The exercise —
Give back the listing below line for line, with every character unchanged.

Exercise data start

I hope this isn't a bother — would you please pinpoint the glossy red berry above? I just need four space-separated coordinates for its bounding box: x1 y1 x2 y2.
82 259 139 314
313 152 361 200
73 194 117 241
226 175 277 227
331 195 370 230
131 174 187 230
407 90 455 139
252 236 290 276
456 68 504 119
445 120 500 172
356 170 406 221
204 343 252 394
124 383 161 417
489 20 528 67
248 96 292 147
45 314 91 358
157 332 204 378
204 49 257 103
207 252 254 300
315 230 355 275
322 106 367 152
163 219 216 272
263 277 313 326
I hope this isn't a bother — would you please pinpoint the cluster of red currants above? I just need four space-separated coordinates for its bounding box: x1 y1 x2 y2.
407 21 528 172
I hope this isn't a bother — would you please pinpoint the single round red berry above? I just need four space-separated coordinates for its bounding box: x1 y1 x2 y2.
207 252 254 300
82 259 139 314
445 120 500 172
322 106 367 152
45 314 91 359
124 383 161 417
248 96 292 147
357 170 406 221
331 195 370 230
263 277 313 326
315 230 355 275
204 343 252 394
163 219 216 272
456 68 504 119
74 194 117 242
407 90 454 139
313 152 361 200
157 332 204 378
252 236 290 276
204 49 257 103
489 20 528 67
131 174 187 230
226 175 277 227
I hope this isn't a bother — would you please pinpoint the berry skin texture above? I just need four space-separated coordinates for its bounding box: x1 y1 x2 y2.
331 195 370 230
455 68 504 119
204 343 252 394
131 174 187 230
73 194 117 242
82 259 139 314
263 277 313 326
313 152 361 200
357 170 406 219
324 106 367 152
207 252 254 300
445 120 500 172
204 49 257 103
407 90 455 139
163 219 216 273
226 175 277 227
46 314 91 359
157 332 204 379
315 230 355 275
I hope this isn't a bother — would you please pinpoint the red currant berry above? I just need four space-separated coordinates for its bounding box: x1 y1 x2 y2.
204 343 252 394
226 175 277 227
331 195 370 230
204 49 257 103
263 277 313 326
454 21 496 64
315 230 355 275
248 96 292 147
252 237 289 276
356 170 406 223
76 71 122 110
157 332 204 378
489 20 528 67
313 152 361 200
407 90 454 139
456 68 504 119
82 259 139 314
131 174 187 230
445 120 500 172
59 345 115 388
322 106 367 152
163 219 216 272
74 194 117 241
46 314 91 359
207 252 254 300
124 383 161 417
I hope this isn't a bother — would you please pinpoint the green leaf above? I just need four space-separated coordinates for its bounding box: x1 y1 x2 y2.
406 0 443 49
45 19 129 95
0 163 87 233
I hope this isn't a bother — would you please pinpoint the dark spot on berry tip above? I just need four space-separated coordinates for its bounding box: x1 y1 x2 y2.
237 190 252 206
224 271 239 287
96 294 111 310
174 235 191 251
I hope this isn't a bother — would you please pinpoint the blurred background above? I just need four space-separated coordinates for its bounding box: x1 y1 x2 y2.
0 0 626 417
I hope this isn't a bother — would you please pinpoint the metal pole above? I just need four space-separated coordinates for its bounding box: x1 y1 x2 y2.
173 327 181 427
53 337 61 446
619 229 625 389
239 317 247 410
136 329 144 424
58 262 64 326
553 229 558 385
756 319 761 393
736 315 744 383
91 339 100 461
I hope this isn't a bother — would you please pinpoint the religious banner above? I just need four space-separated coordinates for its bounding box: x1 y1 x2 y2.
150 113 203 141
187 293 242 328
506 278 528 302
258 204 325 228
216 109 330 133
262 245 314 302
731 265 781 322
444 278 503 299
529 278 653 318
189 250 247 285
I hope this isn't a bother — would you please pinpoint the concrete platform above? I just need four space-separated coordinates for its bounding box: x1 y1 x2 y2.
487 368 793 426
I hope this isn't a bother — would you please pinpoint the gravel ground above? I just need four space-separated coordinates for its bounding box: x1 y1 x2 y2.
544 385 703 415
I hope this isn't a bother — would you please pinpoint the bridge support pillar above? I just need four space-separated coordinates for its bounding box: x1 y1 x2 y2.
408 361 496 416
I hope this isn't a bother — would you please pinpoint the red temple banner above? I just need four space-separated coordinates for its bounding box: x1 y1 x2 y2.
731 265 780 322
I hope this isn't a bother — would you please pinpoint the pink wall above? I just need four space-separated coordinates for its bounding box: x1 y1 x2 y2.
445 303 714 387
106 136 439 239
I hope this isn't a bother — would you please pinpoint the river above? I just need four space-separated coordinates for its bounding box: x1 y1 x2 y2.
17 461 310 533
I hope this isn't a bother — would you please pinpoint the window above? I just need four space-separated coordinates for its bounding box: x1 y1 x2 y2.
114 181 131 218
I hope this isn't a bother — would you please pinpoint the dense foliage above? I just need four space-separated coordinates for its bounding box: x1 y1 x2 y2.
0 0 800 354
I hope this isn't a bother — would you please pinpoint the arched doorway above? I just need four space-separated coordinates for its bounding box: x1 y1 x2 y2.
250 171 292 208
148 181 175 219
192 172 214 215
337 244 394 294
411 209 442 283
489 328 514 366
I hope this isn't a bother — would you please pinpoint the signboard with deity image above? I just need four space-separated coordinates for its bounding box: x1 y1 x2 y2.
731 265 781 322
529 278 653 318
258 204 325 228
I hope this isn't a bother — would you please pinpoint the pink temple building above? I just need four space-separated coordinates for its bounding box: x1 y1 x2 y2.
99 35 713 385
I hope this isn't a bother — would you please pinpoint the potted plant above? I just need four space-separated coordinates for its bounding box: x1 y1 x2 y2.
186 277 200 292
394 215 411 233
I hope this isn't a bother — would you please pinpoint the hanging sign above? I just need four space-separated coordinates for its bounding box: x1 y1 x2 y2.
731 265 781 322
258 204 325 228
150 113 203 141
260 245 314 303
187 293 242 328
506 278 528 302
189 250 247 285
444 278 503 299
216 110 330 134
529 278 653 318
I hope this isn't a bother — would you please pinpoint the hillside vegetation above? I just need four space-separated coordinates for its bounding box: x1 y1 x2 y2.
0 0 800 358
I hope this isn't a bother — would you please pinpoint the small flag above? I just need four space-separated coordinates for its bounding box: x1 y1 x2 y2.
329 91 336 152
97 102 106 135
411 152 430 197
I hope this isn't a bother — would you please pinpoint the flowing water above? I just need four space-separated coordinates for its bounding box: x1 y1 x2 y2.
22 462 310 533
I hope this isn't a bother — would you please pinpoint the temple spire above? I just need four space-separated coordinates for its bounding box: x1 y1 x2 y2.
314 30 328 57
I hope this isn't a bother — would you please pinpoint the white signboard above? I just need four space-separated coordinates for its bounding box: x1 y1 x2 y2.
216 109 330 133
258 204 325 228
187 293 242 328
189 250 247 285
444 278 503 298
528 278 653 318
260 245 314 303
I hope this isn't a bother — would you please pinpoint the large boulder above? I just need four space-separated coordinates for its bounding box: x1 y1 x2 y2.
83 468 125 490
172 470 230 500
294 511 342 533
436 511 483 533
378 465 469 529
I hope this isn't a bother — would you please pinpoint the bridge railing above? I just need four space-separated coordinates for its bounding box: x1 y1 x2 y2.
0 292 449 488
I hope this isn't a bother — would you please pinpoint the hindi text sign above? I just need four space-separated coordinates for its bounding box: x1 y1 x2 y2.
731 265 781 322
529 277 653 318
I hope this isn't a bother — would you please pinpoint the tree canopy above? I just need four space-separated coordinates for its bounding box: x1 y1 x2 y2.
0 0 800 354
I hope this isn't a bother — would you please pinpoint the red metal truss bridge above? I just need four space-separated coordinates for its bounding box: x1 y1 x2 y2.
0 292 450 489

Exercise data end

Written reply —
I hope this isn't a bother — would you please pinpoint the glossy red berry above? I just need four space-separated coordinates for its bounding box: x1 y1 x2 y2.
82 259 139 314
313 152 361 200
73 194 117 241
226 175 277 227
331 195 370 230
131 174 187 230
407 90 455 139
252 236 290 276
456 68 504 119
445 120 500 172
356 170 406 221
204 343 252 394
124 383 161 417
489 20 528 67
248 96 292 147
45 314 91 358
157 332 204 378
204 49 257 103
207 252 254 300
315 230 355 275
322 106 367 152
163 219 216 272
263 277 313 326
I hope this isn't a bother — would you please pinpoint the cluster of red currants above? I just need four space-separated coordinates for its bounding box: x1 y1 x2 y2.
407 21 528 172
I hope this isn't a bother — would you please pinpoint the single round red berry above? I just need four space-separated coordinates for its bounding box: x1 y1 x2 y2.
207 252 254 300
82 259 139 314
445 120 500 172
322 106 367 152
45 314 91 359
124 383 161 417
248 96 292 147
357 170 406 221
331 195 370 230
263 277 313 326
315 230 355 275
204 343 252 394
163 219 216 272
456 68 504 119
74 194 117 242
407 90 454 139
313 152 361 200
157 332 204 378
252 236 290 276
204 49 257 103
489 20 528 67
131 174 187 230
226 175 277 227
I hope this isn't a bother — would you please pinpoint the berry skin texture above? I just need four space-separated coordinates for its bounding box: x1 y1 x2 y2.
331 195 370 230
455 68 504 119
204 343 252 394
131 174 187 230
73 194 117 242
82 259 139 314
263 277 313 326
313 152 361 200
357 170 406 219
324 106 367 152
207 252 254 300
445 120 500 172
204 49 257 103
407 90 455 139
163 219 216 273
226 175 277 227
46 314 91 359
157 332 204 379
315 230 355 275
I hope this isn't a bother — would you please pinpoint the red currant berry above? I just need four space-separated coordinates for its bounding box: x1 y1 x2 y2.
204 343 252 394
226 175 277 227
331 195 370 230
204 49 257 103
263 277 313 326
454 21 496 64
315 230 355 275
248 96 292 147
252 237 289 276
356 170 406 223
76 71 122 110
157 332 204 378
489 20 528 67
313 152 361 200
407 90 454 139
456 68 504 119
82 259 139 314
131 174 187 230
445 120 500 172
59 345 115 388
322 106 367 152
163 219 216 272
74 194 117 241
46 314 91 359
207 252 254 300
124 383 161 417
I hope this isn't a bother — would you please pinpoint the green leaf above? I just need four space-separated coordinates for its bounding box: x1 y1 x2 y2.
406 0 443 49
45 19 129 95
0 163 87 233
I hope this isn't a bother — would you please pinpoint the dark spot on berry tip above? I just need four space-separated coordinates for its bounding box: x1 y1 x2 y2.
237 190 252 206
224 271 239 287
96 294 111 310
174 235 191 251
I hope this isn't a bother — would you please pinpoint the blurred background above? I just need four space-separated coordinates for its bounding box: x1 y1 x2 y2.
0 0 626 417
I hope this isn't a bother — would you please pinpoint the metal pole above? I just need four space-separated coordinates for its bounding box: x1 y1 x2 y2.
173 327 181 427
53 337 61 446
619 229 625 389
239 317 247 410
136 329 144 424
58 262 64 326
553 229 558 385
756 319 761 393
736 315 744 383
91 339 100 461
I hope this isn't a bother — would you please pinpoint the religious banner above? I just need four space-separated coordinates for its bounding box: x1 y1 x2 y2.
150 113 203 141
187 293 242 328
506 278 528 302
258 204 325 228
216 109 330 133
262 245 314 302
731 265 781 322
444 278 503 299
529 278 653 318
189 250 247 285
I hope this isn't a bother — would you please pinpoint the concrete platform above? I just need four space-separated coordinates for its bounding box: x1 y1 x2 y2.
487 368 793 426
I hope this isn't a bother — would you please pinpoint the gravel ground above? I just need four space-separated coordinates for its bounding box: x1 y1 x2 y2.
544 385 703 415
I hope this isn't a bother — would you please pinpoint the bridge support pillar above? I just need four space-separated coordinates for its bounding box: x1 y1 x2 y2.
408 361 496 416
I hope this isn't a bother — would you please pinpoint the red temple banner above? I just need four space-separated coordinates for its bounding box: x1 y1 x2 y2.
731 265 780 322
I hope this isn't a bother — would you please pinpoint the pink wall above? I just need four space-separated coordinates for its bounding box: x1 y1 x2 y2.
445 303 714 387
106 136 439 239
I hope this isn't a bother — would you please pinpoint the river above? I just need four space-separated coordinates for its bounding box: x1 y1 x2 y2.
17 461 310 533
I hope this isn't a bother — would you please pinpoint the window above? I just need four space-separated coordinates for its bounding box: x1 y1 x2 y2.
114 181 131 218
I hope this isn't a bother — would you please pinpoint the dense foliage above? I just need four space-separated coordinates for its bounding box: x1 y1 x2 y2.
0 0 800 354
I hope this isn't a bother — would you please pinpoint the arched doorway above? I just need four space-separated coordinates for its bounding box: x1 y1 x2 y2.
250 171 292 208
148 181 175 219
192 172 214 215
337 244 394 294
411 209 442 283
489 328 514 366
I hope this isn't a bother — would you please pinpoint the signboard with deity image above? I just need four space-separated coordinates for its bounding box: x1 y1 x2 y2.
731 265 781 322
529 278 653 318
258 204 325 228
I hope this isn't a bother — would you please pinpoint the pink temple building above? I just need four space-separated coordinates for its bounding box: x1 y1 x2 y2.
99 35 713 385
I hope this isn't a bother — would you please pinpoint the potted plant above? I just need four space-separated coordinates for its bounding box: x1 y1 x2 y2.
186 277 200 292
394 215 411 233
I hope this isn't a bother — would you please pinpoint the hanging sign above? I just need four space-separated coordinates for its bounding box: x1 y1 x2 y2.
731 265 781 322
258 204 325 228
150 113 203 141
260 245 314 303
187 293 242 328
506 278 528 302
189 250 247 285
444 278 503 299
216 110 330 134
529 278 653 318
I hope this isn't a bother — would you please pinpoint the hillside vegetation above? I just need four space-separated coordinates for its bounding box: x1 y1 x2 y2.
0 0 800 358
I hope this isn't a bother — would you please pinpoint the small flag above? I just need four space-separated coordinates for its bounding box: x1 y1 x2 y2.
329 91 336 152
97 102 106 135
411 152 430 197
I hope this isn't a bother — would you please pinpoint the flowing water above? I just need four space-separated coordinates for its bounding box: x1 y1 x2 y2.
22 462 310 533
I hope this isn't a bother — would you please pinpoint the temple spire above? I just need four space-separated coordinates for its bounding box: x1 y1 x2 y2.
314 30 328 57
I hope this isn't a bother — would you please pinpoint the white signboard above? I just need four space-separated coordinates for its bounding box: x1 y1 x2 y2.
216 109 330 133
258 204 325 228
187 293 242 328
189 250 247 285
444 278 503 298
528 278 653 318
260 245 314 303
I hope this isn't a bother — would you please pinpoint the large boulder above? I just need four space-separated coordinates for its bounding box: x1 y1 x2 y2.
83 468 125 490
172 470 230 500
294 511 342 533
436 511 483 533
378 465 469 529
I hope this isn't a bother — would you please pinpoint the bridge railing above? I just need four space-separated coordinates for its bounding box: x1 y1 x2 y2.
0 292 449 488
I hope this isn't a bother — would you please pinpoint the hindi text sign above? I just need four space-separated coordinates for its bounding box: x1 y1 x2 y2.
731 265 781 322
529 277 653 318
I hope this isn't a bother — would you please pinpoint the tree canopy above? I just need four space-separated coordinates for its bounding box: x1 y1 x2 y2.
0 0 800 354
I hope this isn't a bother — would you please pinpoint the red metal truss bridge above? I just need four space-separated coordinates for its bounding box: x1 y1 x2 y2.
0 292 450 489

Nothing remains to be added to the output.